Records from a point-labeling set
_ _ _

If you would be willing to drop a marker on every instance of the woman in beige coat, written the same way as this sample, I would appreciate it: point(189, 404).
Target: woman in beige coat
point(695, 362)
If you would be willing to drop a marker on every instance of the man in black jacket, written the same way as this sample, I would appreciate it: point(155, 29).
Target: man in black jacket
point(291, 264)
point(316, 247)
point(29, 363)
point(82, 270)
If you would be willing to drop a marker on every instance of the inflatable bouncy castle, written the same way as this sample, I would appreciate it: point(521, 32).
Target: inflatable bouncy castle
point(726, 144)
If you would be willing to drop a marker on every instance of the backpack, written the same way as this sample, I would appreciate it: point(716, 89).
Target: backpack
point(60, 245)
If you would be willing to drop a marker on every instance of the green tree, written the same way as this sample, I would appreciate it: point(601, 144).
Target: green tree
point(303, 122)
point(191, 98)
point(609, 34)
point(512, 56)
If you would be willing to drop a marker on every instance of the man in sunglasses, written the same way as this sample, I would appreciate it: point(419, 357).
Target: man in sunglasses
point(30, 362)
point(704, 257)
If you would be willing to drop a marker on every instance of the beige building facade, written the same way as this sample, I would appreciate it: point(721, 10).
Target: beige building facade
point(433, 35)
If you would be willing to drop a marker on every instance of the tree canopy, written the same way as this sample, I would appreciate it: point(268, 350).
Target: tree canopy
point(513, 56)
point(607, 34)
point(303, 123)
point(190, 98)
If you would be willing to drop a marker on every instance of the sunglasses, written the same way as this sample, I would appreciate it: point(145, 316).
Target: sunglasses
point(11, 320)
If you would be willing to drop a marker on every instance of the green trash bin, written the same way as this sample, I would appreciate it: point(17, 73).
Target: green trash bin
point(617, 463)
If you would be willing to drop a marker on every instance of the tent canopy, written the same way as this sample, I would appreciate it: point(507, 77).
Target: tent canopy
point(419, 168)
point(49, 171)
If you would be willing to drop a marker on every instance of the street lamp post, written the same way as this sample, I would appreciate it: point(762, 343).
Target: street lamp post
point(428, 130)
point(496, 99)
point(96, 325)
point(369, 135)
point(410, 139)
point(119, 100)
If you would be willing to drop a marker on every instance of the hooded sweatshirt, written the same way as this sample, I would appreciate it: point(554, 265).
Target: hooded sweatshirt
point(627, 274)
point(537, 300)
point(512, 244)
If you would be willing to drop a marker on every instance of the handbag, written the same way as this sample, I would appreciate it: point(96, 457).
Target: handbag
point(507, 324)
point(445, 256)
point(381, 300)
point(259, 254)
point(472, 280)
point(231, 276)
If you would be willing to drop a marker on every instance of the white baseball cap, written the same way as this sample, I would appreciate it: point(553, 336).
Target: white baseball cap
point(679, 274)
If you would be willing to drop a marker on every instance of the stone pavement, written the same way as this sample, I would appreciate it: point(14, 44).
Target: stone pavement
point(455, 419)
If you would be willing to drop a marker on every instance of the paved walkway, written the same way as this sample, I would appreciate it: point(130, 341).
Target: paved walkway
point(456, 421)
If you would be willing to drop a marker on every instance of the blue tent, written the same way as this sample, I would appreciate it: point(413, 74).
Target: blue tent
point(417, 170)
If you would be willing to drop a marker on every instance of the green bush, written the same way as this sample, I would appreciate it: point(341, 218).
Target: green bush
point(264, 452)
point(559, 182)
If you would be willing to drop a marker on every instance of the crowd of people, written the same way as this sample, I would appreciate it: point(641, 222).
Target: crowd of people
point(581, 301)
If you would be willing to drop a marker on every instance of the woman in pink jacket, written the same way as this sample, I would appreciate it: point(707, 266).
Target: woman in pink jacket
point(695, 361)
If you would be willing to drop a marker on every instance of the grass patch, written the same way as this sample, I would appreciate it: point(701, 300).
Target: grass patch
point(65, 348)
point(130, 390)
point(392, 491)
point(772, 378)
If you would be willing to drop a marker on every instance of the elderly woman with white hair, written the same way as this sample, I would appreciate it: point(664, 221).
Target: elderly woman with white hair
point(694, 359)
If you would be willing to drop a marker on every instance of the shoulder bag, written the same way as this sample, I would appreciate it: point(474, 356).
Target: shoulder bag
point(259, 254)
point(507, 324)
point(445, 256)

_ _ _

- **Problem to solve**
Copy the entire listing above line by line, keeping every character unchanged.

- **Answer**
If you would be willing to drop a marker on every instance of the woman in beige coat, written the same way as this sample, I would appreciate it: point(189, 404).
Target: woman in beige coat
point(695, 362)
If you would be willing to drop a marker on every instance of the man in black jacket, written the same way as this sample, I would appreciate it: point(155, 29).
Target: man in black jacket
point(291, 264)
point(316, 247)
point(29, 363)
point(82, 270)
If you would be willing to drop a marker on every instance of the inflatable bouncy castle, written the same way as this sample, I would appreciate it: point(521, 32).
Target: inflatable bouncy castle
point(726, 144)
If you would be willing to drop a marker on every instance of the backpack, written the same way as this sample, I would appreciate it: point(716, 89).
Target: backpack
point(60, 245)
If you would be willing to drop a marker on every instance of the green tree, written the same way as this sample, I would appreciate it: point(601, 144).
Target: green tree
point(303, 122)
point(191, 98)
point(609, 34)
point(512, 56)
If you would be willing to drop a marker on every instance of the man in sunglasses, written the same way as this sample, I would appreciate it: point(419, 357).
Target: man in sunglasses
point(30, 362)
point(704, 257)
If you would be willing to drop a marker on every instance of the beige building facade, written the same way as this sample, I would appreciate it: point(721, 10).
Target: beige building facade
point(433, 35)
If you would be willing to drop a marker on every instance of the tree canopy, written the same way as this sample, I would appreciate it: point(268, 350).
Target: tree canopy
point(513, 56)
point(607, 34)
point(303, 123)
point(190, 98)
If you would be willing to drop a marker on every instance of the sunglasses, written the same way as this sample, I would appreciate it: point(145, 316).
Target: sunglasses
point(11, 320)
If you would be willing to drop a marker on every instance of the green trash bin, written the same way as this sample, I would appreciate it: point(17, 73).
Target: green trash bin
point(617, 463)
If you would be willing to drop a marker on every instance of the tent canopy, written the same way as this sample, I would appreciate it: point(507, 77).
Target: tent canopy
point(419, 168)
point(49, 171)
If you would be willing to drop a marker on every instance of the street lamp post, written the same way as this sample, I would appreciate it: point(762, 343).
Target: street lamp post
point(428, 130)
point(496, 99)
point(96, 325)
point(369, 135)
point(410, 139)
point(119, 100)
If you would be willing to drop a marker on every instance of the hooded sweatshirt, written the same way as this sample, I would appreciate it: point(554, 265).
Target: hooded sweatshirt
point(627, 274)
point(537, 300)
point(512, 244)
If you would be willing to drop a marker on every instance of the handbag, written the same way as this sample, I would appreciate it: point(96, 457).
Target: handbag
point(507, 324)
point(445, 256)
point(381, 300)
point(259, 254)
point(472, 280)
point(231, 276)
If you would be willing to drop a marker on every instance of the white baseball cap, written the same way as this sample, I would appreciate it: point(553, 336).
Target: white baseball cap
point(679, 274)
If you would be willing to drop a marker on every instance of the stone pavement, written the same way as this sample, I would appreciate it: point(14, 44).
Target: stone pavement
point(455, 419)
If you would be willing to drop a marker on every instance of the paved walkway, written the same way as this sample, I would appreciate it: point(130, 341).
Target: paved walkway
point(456, 421)
If you would be willing to drop a marker on every instance of the blue tent, written the same way as this sample, I would appreciate it: point(413, 74).
Target: blue tent
point(417, 170)
If you would be willing to drop a marker on every instance of the green bush, written the same way as this sample, I would appreciate it: point(341, 218).
Target: green bush
point(264, 452)
point(559, 182)
If you would be willing to drop a marker on every instance of the crowd of people, written the same way as this sample, I would appreciate it: point(641, 222).
Target: crowd of people
point(581, 301)
If you would be willing to drop a marker on every instance of the woman in pink jacket, written the same way as this sample, I would appreciate it: point(707, 266).
Target: woman in pink jacket
point(695, 361)
If you would be willing to drop a marker on every instance of the grass patch, written the same way as this sample, I would appreciate it: point(701, 300).
Target: grass patch
point(65, 348)
point(130, 390)
point(392, 491)
point(772, 378)
If you would be willing to drop a marker on every instance of the elderly woman with white hair, written the same way as this sample, I would appreciate it: point(664, 221).
Target: elderly woman with white hair
point(694, 359)
If you would be willing to drop a marker on every instance of the shoulder bag, written the same way as this sample, I would appreciate it: point(474, 356).
Target: shoulder bag
point(259, 254)
point(507, 324)
point(445, 256)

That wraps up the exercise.